• ÜBUNGSTEXT:
####

„Erfolg“ – Lion Feuchtwangers genialer Schlüsselroman trotzt dem Regen
Dirk Heißerer las aus Feuchtwangers Meisterwerk “Erfolg” im ausverkauften Biergarten “Drei Königinnen”.
Von Halrun Reinholz
Beim zweiten Termin der Literaturreihe im Biergarten Drei Königinnen war der Titel Omen und Petrus weniger gnädig: Wer für einen überdachten Platz zu spät dran war, musste (zumindest im ersten Teil der Veranstaltung) tapfer unter dem Schirm ausharren. Literaturwissenschaftler Dirk Heißerer, der sich darauf spezialisiert hat, Autoren an ihren Wirkungsorten zu erkunden, bemühte sich redlich, das Trommeln des Regens zu übertönen. Denn Lion Feuchtwangers opulenter, aus fünf Büchern bestehender Roman „Erfolg“, ein unübertroffenes Sittengemälde der Stadt München und seiner oberbayerischen Umgebung aus der Zeit der Räterepublik und der „Bewegung“ der Zwanziger Jahre, hatte trotz der unsicheren Wetterlage noch mehr Interessierte als sonst in den restlos gefüllten Biergarten gelockt.

####

[Einträge aus einem Datensatz]
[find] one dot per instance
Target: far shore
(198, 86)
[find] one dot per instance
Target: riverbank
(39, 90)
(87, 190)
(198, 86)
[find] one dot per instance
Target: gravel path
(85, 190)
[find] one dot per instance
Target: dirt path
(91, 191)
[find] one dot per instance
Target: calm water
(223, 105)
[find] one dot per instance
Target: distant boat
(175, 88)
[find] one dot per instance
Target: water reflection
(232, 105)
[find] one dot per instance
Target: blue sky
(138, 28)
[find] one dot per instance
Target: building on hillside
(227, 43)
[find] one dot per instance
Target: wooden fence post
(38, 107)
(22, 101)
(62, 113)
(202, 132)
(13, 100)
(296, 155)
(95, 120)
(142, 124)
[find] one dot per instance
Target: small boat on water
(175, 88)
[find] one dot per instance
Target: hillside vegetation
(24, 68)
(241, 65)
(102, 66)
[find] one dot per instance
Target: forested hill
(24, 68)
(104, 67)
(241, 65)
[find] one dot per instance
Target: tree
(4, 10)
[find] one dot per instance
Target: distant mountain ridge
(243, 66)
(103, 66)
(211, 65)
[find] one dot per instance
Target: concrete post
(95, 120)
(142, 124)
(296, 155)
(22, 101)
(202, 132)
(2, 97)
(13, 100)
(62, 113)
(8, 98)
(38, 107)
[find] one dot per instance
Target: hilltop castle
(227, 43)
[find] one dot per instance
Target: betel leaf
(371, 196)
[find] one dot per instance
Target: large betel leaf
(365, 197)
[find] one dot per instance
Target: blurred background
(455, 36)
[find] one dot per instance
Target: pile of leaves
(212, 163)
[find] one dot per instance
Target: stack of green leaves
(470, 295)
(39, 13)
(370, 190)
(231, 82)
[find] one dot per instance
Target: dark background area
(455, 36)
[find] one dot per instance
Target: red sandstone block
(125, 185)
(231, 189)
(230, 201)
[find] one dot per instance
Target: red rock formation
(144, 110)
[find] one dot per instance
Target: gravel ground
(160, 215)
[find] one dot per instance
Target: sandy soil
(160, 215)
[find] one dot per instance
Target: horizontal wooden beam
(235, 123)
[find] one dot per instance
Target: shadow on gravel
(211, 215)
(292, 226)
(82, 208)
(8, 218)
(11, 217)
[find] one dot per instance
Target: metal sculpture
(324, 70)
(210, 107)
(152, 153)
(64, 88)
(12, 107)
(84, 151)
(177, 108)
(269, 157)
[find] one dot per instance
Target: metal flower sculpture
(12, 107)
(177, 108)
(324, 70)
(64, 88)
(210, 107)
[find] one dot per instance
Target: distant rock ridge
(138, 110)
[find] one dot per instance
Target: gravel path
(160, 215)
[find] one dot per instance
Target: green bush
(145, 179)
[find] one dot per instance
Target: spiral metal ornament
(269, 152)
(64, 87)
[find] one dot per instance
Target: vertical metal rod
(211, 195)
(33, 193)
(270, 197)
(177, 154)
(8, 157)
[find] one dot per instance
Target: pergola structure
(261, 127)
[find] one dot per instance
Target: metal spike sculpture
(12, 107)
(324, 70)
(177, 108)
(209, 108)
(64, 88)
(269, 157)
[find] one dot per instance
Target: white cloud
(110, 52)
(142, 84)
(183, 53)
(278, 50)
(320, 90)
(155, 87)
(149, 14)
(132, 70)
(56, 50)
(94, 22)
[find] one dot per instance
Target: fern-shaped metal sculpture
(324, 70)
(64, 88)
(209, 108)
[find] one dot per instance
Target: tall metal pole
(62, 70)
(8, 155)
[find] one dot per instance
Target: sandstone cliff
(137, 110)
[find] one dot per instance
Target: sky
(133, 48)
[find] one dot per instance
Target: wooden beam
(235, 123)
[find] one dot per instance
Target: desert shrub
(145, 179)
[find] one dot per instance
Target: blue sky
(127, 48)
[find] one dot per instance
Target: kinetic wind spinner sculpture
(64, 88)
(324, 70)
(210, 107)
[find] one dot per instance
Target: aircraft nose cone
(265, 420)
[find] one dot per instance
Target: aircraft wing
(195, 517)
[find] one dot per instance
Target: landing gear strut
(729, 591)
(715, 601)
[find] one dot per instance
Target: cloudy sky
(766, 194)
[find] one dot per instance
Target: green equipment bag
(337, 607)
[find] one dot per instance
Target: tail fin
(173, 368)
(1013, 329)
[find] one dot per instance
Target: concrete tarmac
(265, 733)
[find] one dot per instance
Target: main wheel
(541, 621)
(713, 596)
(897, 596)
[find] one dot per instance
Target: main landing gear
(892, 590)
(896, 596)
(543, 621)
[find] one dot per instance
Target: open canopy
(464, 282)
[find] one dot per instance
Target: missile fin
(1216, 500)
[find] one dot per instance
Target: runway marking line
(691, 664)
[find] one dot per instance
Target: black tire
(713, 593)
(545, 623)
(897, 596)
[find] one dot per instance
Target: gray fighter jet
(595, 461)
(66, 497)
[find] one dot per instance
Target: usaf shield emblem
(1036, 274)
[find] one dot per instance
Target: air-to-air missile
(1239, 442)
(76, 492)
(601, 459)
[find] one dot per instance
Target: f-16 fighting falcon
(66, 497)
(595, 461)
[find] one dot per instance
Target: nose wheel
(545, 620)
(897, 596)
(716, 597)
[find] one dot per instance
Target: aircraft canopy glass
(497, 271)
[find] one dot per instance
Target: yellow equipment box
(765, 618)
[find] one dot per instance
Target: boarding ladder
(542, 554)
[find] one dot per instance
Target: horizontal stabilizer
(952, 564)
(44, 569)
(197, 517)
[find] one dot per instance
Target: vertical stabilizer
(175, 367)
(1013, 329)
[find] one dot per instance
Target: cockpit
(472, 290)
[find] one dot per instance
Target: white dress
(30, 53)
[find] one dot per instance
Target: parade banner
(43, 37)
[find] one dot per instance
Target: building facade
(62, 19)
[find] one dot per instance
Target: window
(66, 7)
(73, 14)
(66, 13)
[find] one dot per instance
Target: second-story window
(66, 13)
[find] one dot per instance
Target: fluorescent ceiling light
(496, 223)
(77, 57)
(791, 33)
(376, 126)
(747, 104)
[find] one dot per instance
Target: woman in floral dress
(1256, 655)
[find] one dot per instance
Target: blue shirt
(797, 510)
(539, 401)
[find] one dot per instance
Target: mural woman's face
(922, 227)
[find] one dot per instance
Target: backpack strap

####

• ZU ERLEDIGENDE AUFGABEN:
1. Stimmen die folgenden Aussagen mit dem Bericht über die Lesung überein? Antworten Sie jeweils mit Ja oder Nein und zitieren Sie die entscheidenden Worte wörtlich.
(a) Der Roman „Erfolg“ besteht aus fünf Büchern.
(b) Wegen des Regens kamen weniger Besucher als sonst in den Biergarten.
(c) Die Lesung war der erste Termin der Literaturreihe.
2. Geben Sie den Abschnitt des Berichts über die Lesung von „Von Halrun Reinholz“ bis einschließlich „gefüllten Biergarten gelockt.“ wörtlich wieder.
Das Material stammt aus einer anderen Quelle.

• LÖSUNGEN JE AUFGABE:
1.
(a) Ja: „aus fünf Büchern bestehender Roman“
(b) Nein: „hatte trotz der unsicheren Wetterlage noch mehr Interessierte als sonst in den restlos gefüllten Biergarten gelockt“
(c) Nein: „Beim zweiten Termin der Literaturreihe“

2.
Von Halrun Reinholz
Beim zweiten Termin der Literaturreihe im Biergarten Drei Königinnen war der Titel Omen und Petrus weniger gnädig: Wer für einen überdachten Platz zu spät dran war, musste (zumindest im ersten Teil der Veranstaltung) tapfer unter dem Schirm ausharren. Literaturwissenschaftler Dirk Heißerer, der sich darauf spezialisiert hat, Autoren an ihren Wirkungsorten zu erkunden, bemühte sich redlich, das Trommeln des Regens zu übertönen. Denn Lion Feuchtwangers opulenter, aus fünf Büchern bestehender Roman „Erfolg“, ein unübertroffenes Sittengemälde der Stadt München und seiner oberbayerischen Umgebung aus der Zeit der Räterepublik und der „Bewegung“ der Zwanziger Jahre, hatte trotz der unsicheren Wetterlage noch mehr Interessierte als sonst in den restlos gefüllten Biergarten gelockt.